Required tasks
**1.** From the personal reflection below, print verbatim the part that opens with the words containing "i enjoy the" and closes with "as they dry.".
**2.** In the personal reflection below, what kind of seamstress does the writer say they are?

[[ Provided text, beginning ]]

Cake hugs me.  I lean in and breathe in the scent of her hair, brush my cheek against hers and feel how soft her skin is, how beautiful her little nose is, the sound of her little voice singing as she skips away.
i enjoy the act of painting my nails.  they're short, bitten down, but that's okay.  i watch the colors slowly build through each layer.  absorb my audiobook while i admire how shiny the topcoat makes my nails as they dry.

i picked up a quilt i started about two years ago.  must have been; it was a quarantine project, I remember cutting squares in what was Cake's homeschool classroom at the time.
it's still a good amount of shuffling back and forth, ironing, stitching, squaring off pieces.  but they're smaller pieces (for now, lol).  i can work in small sections, it's repetitive enough i can put it down and pick it back up and remember the steps pretty easily.  it's unfamiliar enough (i'm an apparel seamstress, it's a different world than quilting) that i'm still experiencing the new excitement of working with unfamiliar fabric, unfamiliar stitching methods.  i've decided i'll send the top in to be professionally quilted, and i'm excited just thinking about recieving it back, how it will feel to cuddle on the couch with a real quilt, heirloom quality type shit.

[[ Provided text, end ]]
[[ Information, beginning ]]

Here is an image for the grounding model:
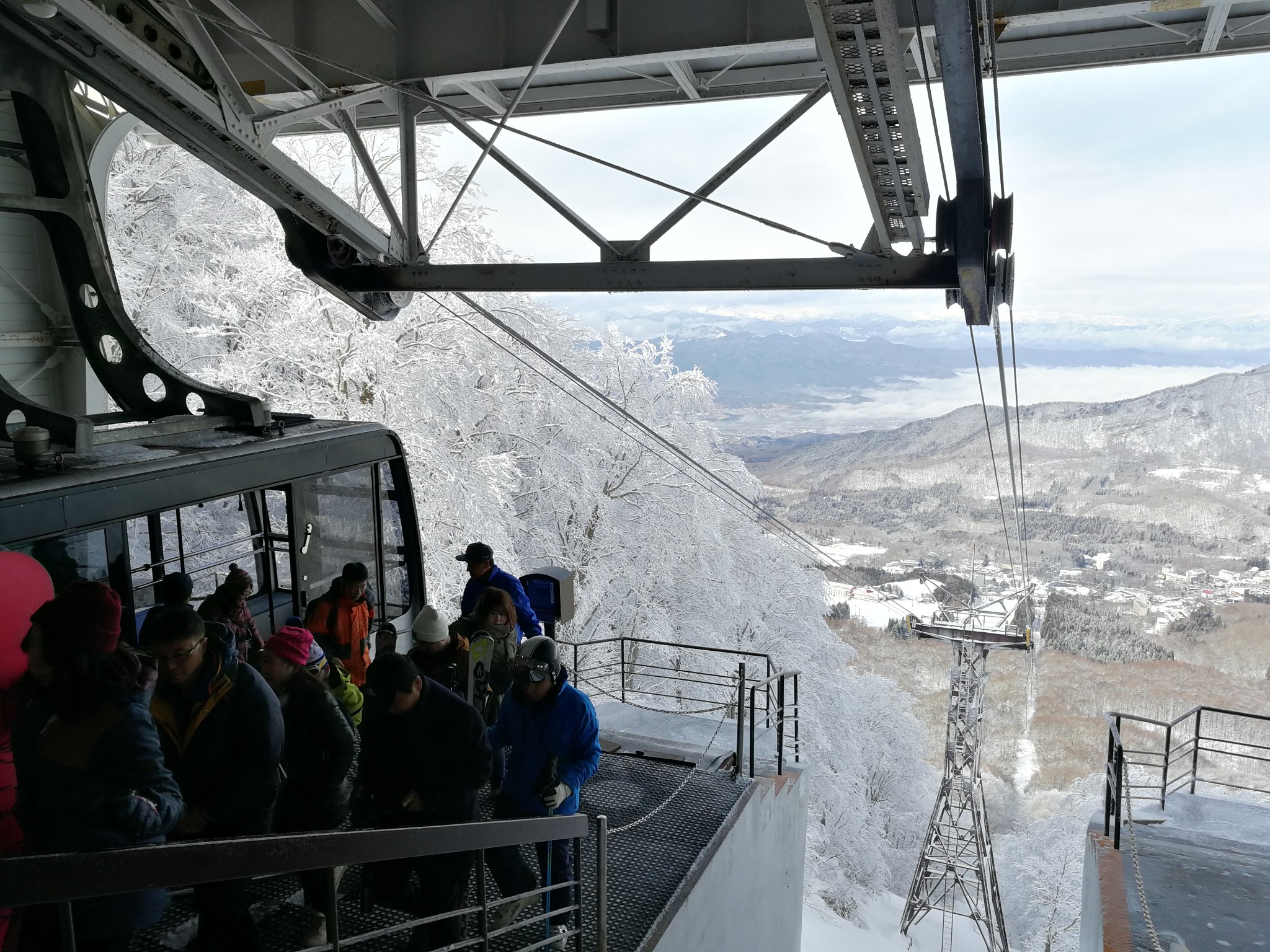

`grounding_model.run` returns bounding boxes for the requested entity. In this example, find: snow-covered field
[801,892,983,952]
[817,540,887,561]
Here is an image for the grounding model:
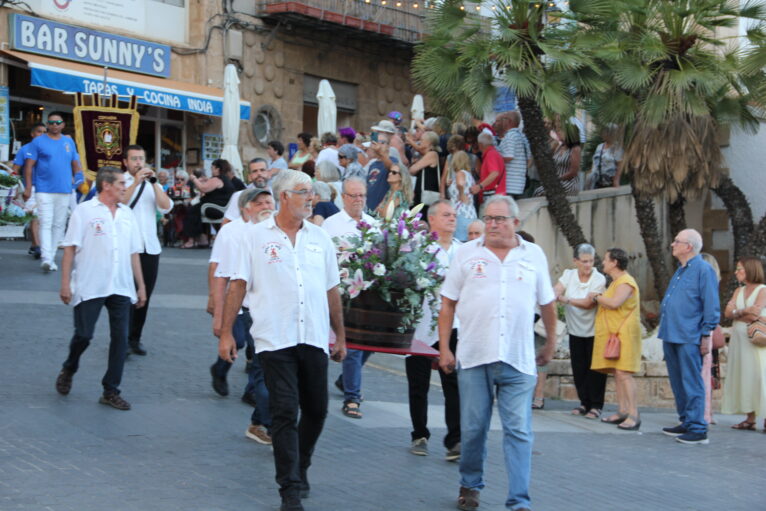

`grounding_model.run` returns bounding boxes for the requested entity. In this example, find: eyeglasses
[285,190,314,197]
[482,215,513,224]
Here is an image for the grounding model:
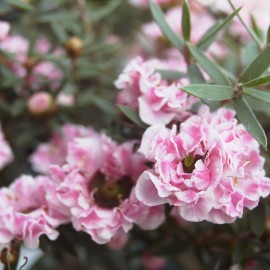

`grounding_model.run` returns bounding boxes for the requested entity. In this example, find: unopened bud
[27,92,56,116]
[66,36,83,57]
[23,57,38,72]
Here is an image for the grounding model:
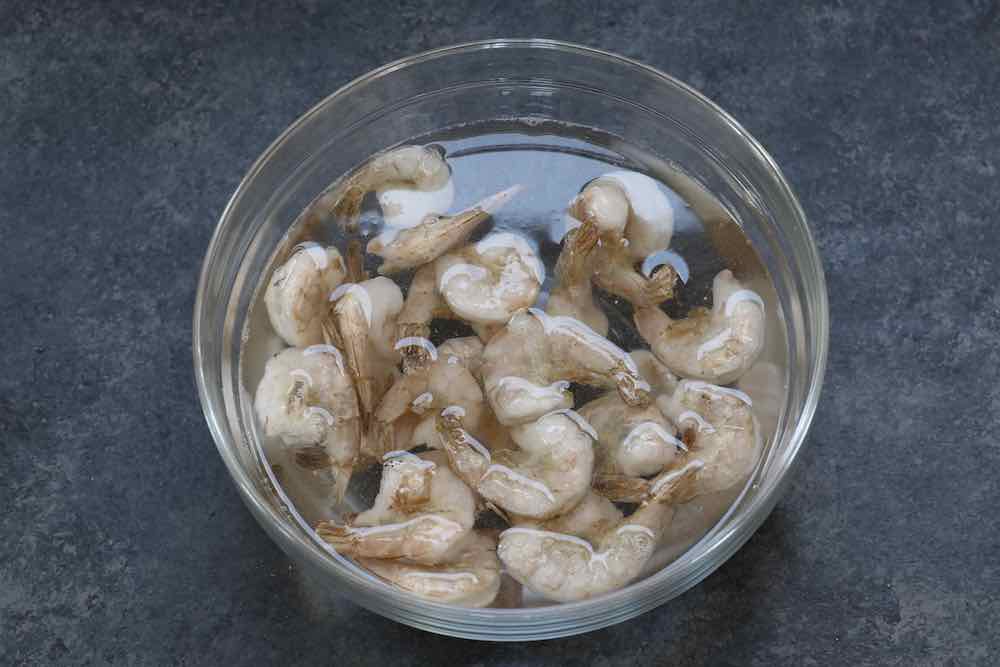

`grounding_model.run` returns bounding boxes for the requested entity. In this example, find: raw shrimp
[517,491,623,540]
[324,146,454,232]
[569,172,678,308]
[316,452,476,565]
[368,186,520,275]
[358,531,501,607]
[635,270,764,384]
[580,393,687,477]
[437,408,595,519]
[395,264,454,374]
[597,380,761,502]
[628,350,679,396]
[434,232,545,324]
[545,223,608,336]
[437,336,484,379]
[497,461,701,602]
[326,276,403,423]
[365,357,487,456]
[264,241,347,347]
[482,308,650,425]
[254,345,361,500]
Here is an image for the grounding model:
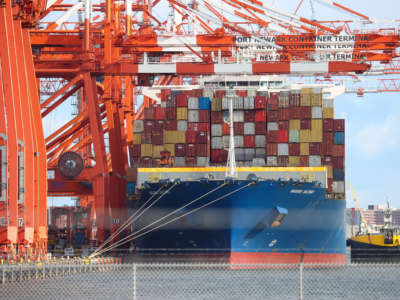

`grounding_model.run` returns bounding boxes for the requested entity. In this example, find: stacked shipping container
[133,88,345,194]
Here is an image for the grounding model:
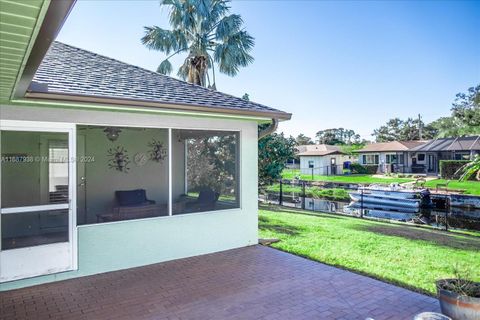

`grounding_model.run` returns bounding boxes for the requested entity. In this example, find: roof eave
[13,0,76,99]
[25,92,292,121]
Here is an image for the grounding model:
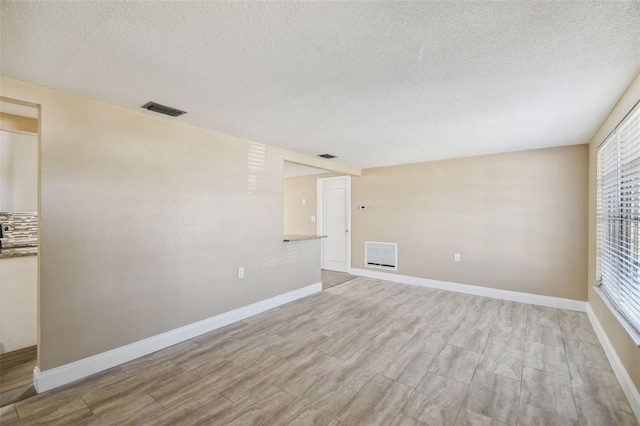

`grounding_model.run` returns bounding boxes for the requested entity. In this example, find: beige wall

[[ Information, end ]]

List of solutions
**1.**
i enjoy the act of painting my nails.  they're short, bitten down, but that's okay.  i watch the colors slowly build through each layer.  absorb my audiobook while i admire how shiny the topcoat makes my nails as they dry.

**2.** An apparel seamstress.